The finance ministry, the commerce ministry and state governments that have sizeable royalties from any kind of mineral, not just iron ore, must raise their voice against this move and prevent a throwback to the time when India used to regulate mineral and metal prices.

The whole point of abolishing captive mining and throwing mining rights open to the highest bidder is to allocate resources rationally and remove one major avenue of crony capitalism.

It is strange that the steel ministry should be thinking of reversing the logic of such market orientation the present government has championed ever since it took office.

Steel is a globally traded commodity. Indian steel producers benchmark their output price to import parity. That is precisely why it got the government to set a minimum import price, when global slowdown and a supply glut in China combined to push steel prices down around the world. That is also why it is now protected by anti dumping duties on imported steel.

When output prices are market-linked, what is the rationale for asking for repressed input prices? Mining is an economic activity that employs a large number of people in backward areas of the country.

It deserves to grow, adopt the latest technology for both raising production and improving safety, and expand in scale. It must be encouraged as a standalone activity and not seen only from the perspective of the industry that uses its output as input.

Many state governments depend on hefty mining royalties, levied ad valorem, for a sizeable chunk of their revenue. Such revenues stand to be compromised, apart from the growth of the mining industry per se, from a move to subjugate one industry to the interests of another industry.

As investment improves, the demand for steel would go up. Steel’s salvation lies in investing in itself to raise productivity, which lags that of global peers, and in stepped up capital formation, not in choking the mining industry.

■ **Required task 1**
Arrange the records as a two-column CSV with the headers "prompt" and "reply", one row per request, putting its text and its answer each in a single quoted field with line breaks replaced by spaces. Begin at the record line that contains "occurrence of vaulted" and stop after the last line of the records.
The records have no connection to the editorial above.

■ **Data supplied**
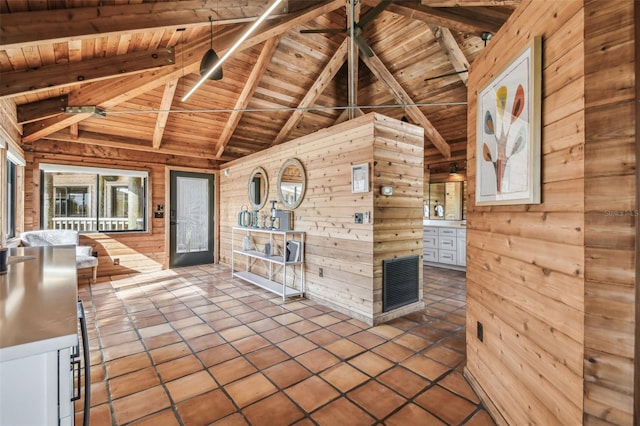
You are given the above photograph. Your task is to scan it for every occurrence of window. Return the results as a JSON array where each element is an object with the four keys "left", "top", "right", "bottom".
[{"left": 40, "top": 164, "right": 148, "bottom": 232}]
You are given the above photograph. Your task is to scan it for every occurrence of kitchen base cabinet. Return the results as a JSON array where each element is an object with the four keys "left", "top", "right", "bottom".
[{"left": 422, "top": 226, "right": 467, "bottom": 271}]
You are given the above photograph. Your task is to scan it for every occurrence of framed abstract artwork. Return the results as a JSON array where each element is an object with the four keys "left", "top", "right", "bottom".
[{"left": 476, "top": 37, "right": 542, "bottom": 205}]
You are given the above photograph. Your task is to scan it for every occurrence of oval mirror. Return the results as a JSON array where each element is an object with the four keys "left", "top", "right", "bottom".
[
  {"left": 249, "top": 167, "right": 269, "bottom": 210},
  {"left": 278, "top": 158, "right": 307, "bottom": 210}
]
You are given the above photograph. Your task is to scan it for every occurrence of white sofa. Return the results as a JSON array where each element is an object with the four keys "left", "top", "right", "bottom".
[{"left": 20, "top": 229, "right": 98, "bottom": 283}]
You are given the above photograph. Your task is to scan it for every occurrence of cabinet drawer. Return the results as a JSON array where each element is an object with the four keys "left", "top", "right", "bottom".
[
  {"left": 422, "top": 226, "right": 438, "bottom": 237},
  {"left": 422, "top": 235, "right": 438, "bottom": 248},
  {"left": 438, "top": 250, "right": 456, "bottom": 265},
  {"left": 438, "top": 228, "right": 457, "bottom": 237},
  {"left": 423, "top": 249, "right": 438, "bottom": 262},
  {"left": 438, "top": 237, "right": 456, "bottom": 250}
]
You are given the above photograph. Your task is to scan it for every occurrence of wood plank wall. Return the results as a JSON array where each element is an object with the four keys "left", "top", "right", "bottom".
[
  {"left": 466, "top": 0, "right": 637, "bottom": 425},
  {"left": 466, "top": 0, "right": 585, "bottom": 425},
  {"left": 24, "top": 140, "right": 217, "bottom": 279},
  {"left": 584, "top": 0, "right": 640, "bottom": 425},
  {"left": 220, "top": 114, "right": 423, "bottom": 323}
]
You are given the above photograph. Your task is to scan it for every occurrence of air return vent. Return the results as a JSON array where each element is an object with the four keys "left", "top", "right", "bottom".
[{"left": 382, "top": 256, "right": 420, "bottom": 312}]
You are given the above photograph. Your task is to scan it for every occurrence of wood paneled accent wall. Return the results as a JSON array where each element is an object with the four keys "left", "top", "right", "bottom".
[
  {"left": 465, "top": 0, "right": 637, "bottom": 425},
  {"left": 220, "top": 114, "right": 424, "bottom": 323},
  {"left": 24, "top": 140, "right": 217, "bottom": 278}
]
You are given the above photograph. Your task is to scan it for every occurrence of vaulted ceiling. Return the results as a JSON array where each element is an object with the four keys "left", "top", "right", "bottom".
[{"left": 0, "top": 0, "right": 519, "bottom": 167}]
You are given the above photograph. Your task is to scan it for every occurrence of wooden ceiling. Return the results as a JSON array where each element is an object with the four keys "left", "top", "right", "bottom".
[{"left": 0, "top": 0, "right": 519, "bottom": 167}]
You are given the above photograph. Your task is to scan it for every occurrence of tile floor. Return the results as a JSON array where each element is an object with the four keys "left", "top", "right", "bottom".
[{"left": 76, "top": 265, "right": 494, "bottom": 426}]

■ **Required task 2**
Rewrite the editorial from the words "Many state governments" through "of another industry.", putting "substantial" in place of "hefty".

■ **Correct answer 1**
prompt,reply
"You are given the above photograph. Your task is to scan it for every occurrence of vaulted ceiling. Return the results as a JSON array where each element is an object with the four keys ""left"", ""top"", ""right"", ""bottom"".","[{""left"": 0, ""top"": 0, ""right"": 519, ""bottom"": 167}]"
"You are given the above photograph. Your task is to scan it for every occurrence of wooden ceiling. Return the results as a JSON array where each element is an object with the four keys ""left"", ""top"", ""right"", ""bottom"".","[{""left"": 0, ""top"": 0, ""right"": 519, ""bottom"": 167}]"
"You are given the above photograph. Your task is to scan it for every occurrence of tile floor. Return the results as a JSON array where each element is an object with the four keys ""left"", ""top"", ""right"", ""bottom"".","[{""left"": 76, ""top"": 265, ""right"": 494, ""bottom"": 426}]"

■ **Correct answer 2**
Many state governments depend on substantial mining royalties, levied ad valorem, for a sizeable chunk of their revenue. Such revenues stand to be compromised, apart from the growth of the mining industry per se, from a move to subjugate one industry to the interests of another industry.